Con toda sinceridad lo digo: como insurgente contra la corrupción no deseo para mi adversarios más que el castigo que disponen las leyes, y decretado, respetando rigurosamente el debido proceso. También que regresen al erario, y de ahí a bienes públicos, lo que robaron traicionando a la sociedad, desfigurando las instituciones y a sí mismos como ciudadanos y miembros de una comunidad para la cual es evidente que ya se ganaron el estigma de estar en el lado oscuro, donde el latrocinio y el abuso de poder son los códigos propios de un crimen organizado que lacera al país entero.

Vale decir que a pesar del coraje y la indignación que padecemos miles de chihuahuenses por la historia reciente que emblematizó César Duarte, se sigue apostando por las herramientas del derecho y no por la venganza ni por la ley del talión. Pero eso no debe tomarse ni como lenidad, ni como blandura, menos cuando se pretende por la vía de provocar la piedad en favor de los corruptos para que gocen de privilegios muy propios de la clase política.

De unas semanas para acá, la nota periodística sobre Javier Garfio es que está deprimido, que padece ansiedad, que ha perdido peso, que se la pasa encerrado en su celda, que sufre, que tiene que hospitalizarse o visitar frecuentemente la enfermería del penal. No dudo en lo más mínimo que en efecto padezca esos estados, pero me pregunto si acaso es el único que tendría derecho a ocupar las primeras planas de los periódicos con sus padecimientos. Pienso que ni teniendo una vocación monacal acendrada se puede vivir a gusto en cautiverio, sin libertad de movimiento. Pero también sostengo que contrastando la trayectoria del Garfio de la vida pública con el Garfio prisionero saltan los contrastes. Libre, y en la etapa de oro de su complicidad con Duarte, se movía con paso de torero después de haber cortado orejas y rabo; era ordinariamente altivo y soberbio, gritaba y amenazaba, veía por encima del hombro, hacía negocios, buscaba la gubernatura del estado de Chihuahua y, engreído, jamas pensó que el brazo de la justicia lo iba a alcanzar.

========

#### QUÉ HARÁS
A: Transcribe del texto sobre la corrupción en Chihuahua el fragmento que va de "Vale decir que" a "la clase política.", ambos incluidos.
B: Sigue escribiendo el texto sobre la corrupción en Chihuahua a partir de su última oración.
Los datos no tienen ningún papel en esto.

========

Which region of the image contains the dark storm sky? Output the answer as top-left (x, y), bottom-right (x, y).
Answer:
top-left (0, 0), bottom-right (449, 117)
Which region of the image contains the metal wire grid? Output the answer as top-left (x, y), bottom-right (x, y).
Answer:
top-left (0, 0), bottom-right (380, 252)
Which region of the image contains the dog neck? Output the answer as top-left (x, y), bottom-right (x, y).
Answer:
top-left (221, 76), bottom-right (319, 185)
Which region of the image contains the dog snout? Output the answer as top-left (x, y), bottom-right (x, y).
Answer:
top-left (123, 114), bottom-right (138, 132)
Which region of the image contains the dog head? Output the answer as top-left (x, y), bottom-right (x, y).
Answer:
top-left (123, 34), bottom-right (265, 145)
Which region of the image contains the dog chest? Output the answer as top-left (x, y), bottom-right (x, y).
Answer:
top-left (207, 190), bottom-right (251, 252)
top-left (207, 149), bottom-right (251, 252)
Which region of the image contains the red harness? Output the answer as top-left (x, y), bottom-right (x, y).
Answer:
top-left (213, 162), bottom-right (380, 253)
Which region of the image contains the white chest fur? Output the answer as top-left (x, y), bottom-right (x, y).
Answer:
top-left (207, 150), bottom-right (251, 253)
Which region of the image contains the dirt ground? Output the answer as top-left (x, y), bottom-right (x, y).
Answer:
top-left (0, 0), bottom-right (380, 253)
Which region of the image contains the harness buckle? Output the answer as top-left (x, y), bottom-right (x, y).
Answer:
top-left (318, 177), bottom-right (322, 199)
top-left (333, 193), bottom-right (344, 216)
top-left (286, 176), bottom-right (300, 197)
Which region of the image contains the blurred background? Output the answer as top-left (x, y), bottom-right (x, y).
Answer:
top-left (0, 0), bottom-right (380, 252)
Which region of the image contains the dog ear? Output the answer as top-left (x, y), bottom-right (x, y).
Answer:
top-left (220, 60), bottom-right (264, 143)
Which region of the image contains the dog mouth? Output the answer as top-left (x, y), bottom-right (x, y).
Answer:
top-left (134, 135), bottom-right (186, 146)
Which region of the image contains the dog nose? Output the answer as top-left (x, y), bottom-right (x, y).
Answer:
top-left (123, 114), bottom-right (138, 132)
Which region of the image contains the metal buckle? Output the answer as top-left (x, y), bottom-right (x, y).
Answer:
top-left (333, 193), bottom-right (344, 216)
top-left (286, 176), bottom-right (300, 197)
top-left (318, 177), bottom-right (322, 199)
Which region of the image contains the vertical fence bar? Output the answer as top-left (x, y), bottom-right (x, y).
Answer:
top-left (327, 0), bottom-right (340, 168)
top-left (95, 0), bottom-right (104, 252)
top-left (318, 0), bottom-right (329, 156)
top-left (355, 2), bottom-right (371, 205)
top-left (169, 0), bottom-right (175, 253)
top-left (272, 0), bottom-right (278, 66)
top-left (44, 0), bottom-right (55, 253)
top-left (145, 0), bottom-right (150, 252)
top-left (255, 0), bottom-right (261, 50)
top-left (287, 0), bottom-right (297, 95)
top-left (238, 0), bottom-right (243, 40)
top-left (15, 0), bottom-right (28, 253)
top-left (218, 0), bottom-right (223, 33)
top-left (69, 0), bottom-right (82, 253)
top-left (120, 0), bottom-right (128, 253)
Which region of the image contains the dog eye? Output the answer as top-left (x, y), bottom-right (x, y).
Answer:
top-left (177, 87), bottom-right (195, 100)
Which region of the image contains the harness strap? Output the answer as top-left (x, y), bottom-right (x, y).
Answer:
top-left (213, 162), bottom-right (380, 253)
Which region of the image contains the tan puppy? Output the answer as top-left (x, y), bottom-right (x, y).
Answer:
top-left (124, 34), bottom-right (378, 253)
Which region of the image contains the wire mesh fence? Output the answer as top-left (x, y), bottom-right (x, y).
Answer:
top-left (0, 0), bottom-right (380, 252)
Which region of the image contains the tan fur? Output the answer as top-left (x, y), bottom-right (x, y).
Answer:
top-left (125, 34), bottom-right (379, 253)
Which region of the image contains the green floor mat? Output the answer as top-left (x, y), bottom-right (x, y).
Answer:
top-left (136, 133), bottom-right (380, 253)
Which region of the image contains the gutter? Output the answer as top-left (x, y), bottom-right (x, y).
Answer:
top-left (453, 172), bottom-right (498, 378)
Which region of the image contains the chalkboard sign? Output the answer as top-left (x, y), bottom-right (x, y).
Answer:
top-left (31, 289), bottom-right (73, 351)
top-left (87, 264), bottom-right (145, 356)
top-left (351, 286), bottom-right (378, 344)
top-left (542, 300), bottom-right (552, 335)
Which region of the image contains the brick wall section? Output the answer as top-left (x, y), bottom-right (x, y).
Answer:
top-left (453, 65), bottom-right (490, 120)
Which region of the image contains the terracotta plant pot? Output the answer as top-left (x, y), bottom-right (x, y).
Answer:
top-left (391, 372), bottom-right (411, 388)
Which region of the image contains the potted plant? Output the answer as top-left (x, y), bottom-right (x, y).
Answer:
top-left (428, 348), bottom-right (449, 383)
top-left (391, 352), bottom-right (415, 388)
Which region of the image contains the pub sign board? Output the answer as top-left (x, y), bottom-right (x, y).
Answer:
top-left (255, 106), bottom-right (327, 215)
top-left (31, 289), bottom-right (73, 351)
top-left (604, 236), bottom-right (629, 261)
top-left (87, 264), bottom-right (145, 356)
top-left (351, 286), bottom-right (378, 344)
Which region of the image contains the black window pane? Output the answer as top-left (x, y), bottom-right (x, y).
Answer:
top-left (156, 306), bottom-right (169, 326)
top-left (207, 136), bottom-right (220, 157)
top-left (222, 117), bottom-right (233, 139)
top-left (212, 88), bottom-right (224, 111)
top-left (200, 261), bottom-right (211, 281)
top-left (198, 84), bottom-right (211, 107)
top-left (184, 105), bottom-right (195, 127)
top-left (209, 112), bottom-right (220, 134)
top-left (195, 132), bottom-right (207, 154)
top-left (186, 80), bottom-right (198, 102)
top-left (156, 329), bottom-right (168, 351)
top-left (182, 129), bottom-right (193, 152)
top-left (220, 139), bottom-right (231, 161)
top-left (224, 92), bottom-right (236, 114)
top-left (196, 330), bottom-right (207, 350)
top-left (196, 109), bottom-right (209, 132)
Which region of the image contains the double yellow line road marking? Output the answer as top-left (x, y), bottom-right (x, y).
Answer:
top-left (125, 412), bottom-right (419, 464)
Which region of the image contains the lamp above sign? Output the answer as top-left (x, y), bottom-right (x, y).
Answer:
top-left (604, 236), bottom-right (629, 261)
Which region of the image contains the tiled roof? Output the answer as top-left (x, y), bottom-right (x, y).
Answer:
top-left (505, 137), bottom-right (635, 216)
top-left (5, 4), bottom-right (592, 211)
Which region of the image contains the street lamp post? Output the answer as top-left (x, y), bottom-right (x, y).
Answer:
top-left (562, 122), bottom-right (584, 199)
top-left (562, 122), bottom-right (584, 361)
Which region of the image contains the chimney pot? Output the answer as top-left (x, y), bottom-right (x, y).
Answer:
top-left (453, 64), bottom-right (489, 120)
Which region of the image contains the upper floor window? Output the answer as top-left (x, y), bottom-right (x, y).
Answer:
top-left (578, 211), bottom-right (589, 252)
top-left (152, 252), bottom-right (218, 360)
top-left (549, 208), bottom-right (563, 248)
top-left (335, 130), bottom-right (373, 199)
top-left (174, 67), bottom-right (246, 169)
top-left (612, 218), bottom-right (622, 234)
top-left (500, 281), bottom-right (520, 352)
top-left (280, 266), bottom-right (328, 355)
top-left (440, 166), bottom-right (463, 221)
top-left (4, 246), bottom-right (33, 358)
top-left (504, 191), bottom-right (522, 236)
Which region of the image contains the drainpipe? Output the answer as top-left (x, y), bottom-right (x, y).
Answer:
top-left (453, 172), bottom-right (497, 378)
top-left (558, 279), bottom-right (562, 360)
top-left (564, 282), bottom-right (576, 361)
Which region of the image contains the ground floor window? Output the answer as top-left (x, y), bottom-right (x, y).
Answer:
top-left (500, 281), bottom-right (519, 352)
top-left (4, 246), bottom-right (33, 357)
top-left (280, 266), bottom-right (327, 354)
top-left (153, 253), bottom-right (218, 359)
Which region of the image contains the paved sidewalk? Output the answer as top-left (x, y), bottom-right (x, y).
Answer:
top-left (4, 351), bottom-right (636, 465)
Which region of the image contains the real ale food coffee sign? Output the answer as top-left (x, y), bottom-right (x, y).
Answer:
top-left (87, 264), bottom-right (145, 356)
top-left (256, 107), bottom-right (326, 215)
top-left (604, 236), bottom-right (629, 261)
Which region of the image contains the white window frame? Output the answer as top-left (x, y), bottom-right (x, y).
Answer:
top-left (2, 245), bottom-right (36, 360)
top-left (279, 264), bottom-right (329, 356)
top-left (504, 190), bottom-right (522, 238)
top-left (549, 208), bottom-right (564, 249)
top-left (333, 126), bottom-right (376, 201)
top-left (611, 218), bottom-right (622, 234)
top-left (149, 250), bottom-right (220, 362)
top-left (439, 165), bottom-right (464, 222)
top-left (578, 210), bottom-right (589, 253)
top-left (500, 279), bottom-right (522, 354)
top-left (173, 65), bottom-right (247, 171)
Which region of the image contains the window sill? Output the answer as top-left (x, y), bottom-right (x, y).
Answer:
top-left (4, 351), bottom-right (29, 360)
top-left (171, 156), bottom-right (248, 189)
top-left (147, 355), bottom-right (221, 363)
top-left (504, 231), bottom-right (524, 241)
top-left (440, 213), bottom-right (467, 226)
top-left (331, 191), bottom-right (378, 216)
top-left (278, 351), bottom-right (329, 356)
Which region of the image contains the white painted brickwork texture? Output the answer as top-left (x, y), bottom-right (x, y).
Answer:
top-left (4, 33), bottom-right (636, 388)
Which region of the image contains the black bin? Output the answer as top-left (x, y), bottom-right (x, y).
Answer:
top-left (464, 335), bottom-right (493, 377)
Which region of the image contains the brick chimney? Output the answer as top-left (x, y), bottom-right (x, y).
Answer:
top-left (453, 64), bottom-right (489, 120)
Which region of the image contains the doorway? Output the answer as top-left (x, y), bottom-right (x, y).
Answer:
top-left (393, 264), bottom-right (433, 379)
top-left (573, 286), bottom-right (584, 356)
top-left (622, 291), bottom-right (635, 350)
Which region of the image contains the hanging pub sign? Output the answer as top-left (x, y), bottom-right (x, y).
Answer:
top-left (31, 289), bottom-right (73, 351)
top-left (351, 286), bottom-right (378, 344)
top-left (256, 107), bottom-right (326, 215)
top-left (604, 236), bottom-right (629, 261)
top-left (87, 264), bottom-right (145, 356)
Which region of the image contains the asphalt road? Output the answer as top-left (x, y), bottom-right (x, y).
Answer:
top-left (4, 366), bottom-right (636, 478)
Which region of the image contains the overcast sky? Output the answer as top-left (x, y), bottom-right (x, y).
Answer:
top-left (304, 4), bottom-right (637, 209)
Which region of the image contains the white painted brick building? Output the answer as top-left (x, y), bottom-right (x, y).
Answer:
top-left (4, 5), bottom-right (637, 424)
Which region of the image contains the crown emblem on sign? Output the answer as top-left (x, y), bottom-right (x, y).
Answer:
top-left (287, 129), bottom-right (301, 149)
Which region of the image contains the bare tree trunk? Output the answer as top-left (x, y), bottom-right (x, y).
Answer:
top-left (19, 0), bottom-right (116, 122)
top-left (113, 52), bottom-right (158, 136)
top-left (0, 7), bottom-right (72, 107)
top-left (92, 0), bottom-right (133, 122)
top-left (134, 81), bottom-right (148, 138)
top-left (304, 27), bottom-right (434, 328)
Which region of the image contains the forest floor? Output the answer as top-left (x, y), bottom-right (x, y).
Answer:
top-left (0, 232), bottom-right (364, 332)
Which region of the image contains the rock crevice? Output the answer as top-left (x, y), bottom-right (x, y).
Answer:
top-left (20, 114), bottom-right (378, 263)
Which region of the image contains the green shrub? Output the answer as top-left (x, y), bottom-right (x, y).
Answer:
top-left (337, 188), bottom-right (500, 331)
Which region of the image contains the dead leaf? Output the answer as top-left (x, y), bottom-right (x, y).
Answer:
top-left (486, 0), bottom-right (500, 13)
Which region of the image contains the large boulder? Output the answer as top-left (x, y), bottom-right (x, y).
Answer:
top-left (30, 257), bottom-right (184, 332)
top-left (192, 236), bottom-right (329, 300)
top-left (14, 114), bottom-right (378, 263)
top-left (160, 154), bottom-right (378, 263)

========

#### RESPUESTAS
A:
Vale decir que a pesar del coraje y la indignación que padecemos miles de chihuahuenses por la historia reciente que emblematizó César Duarte, se sigue apostando por las herramientas del derecho y no por la venganza ni por la ley del talión. Pero eso no debe tomarse ni como lenidad, ni como blandura, menos cuando se pretende por la vía de provocar la piedad en favor de los corruptos para que gocen de privilegios muy propios de la clase política.

B:
Lo recordamos espetando a las victimas del AeroShow, que él no traía una chequera en sus manos para resolverles sus problemas; también lo vimos regresando intempestivamente a la Presidencia municipal de Chihuahua que le dejó temporalmente al gángster Eugenio Baeza Fares. Así estaba en el imaginario, como el actor de temple, por tener poder. Pero el hombre revela lo que es precisamente cuando es tocado por la adversidad.

Cuando esto sucedió al cómplice de César Duarte, apareció el alfeñique: en lugar de fortaleza, pusilanimidad. En lugar de serenidad, ansias patológicas; y si bien la felicidad era imposible, la depresión debía sofocarse, así fuera con una pildorita más de Tafil. Sé que existencialmente todo lo podemos explicar y –por qué no– hasta justificar por las debilidades humanas. Pero la cobardía se consagra en este caso en la persona del traidor a su pueblo, pueblo al que sigue defraudando porque prácticamente le está gritando “apiádense de mi, sáquenme, no lo merezco”. Pero antes no fue así, su ruta era otra y bien conocida. Vivía en un paraíso con convicción de que jamas lo perdería. ¡Tengan en cuenta esta experiencia, corruptos!

Todos sabemos que Garfio jugó a las canicas durante su infancia ballezana con César Duarte, que trabó con él una sólida amistad, como aquella que cuenta el corrido Los dos amigos, que cantan los Cadetes de Linares. En sus andanzas no les gustaba “andar dioquis”. Garfio, por cuestiones de grado, lo que debía realmente tenerlo con malestares en su estancia en la cárcel es la libertad de César Duarte. De eso debiera hablarnos, no de mendigar piedad y empedrar así su libertad.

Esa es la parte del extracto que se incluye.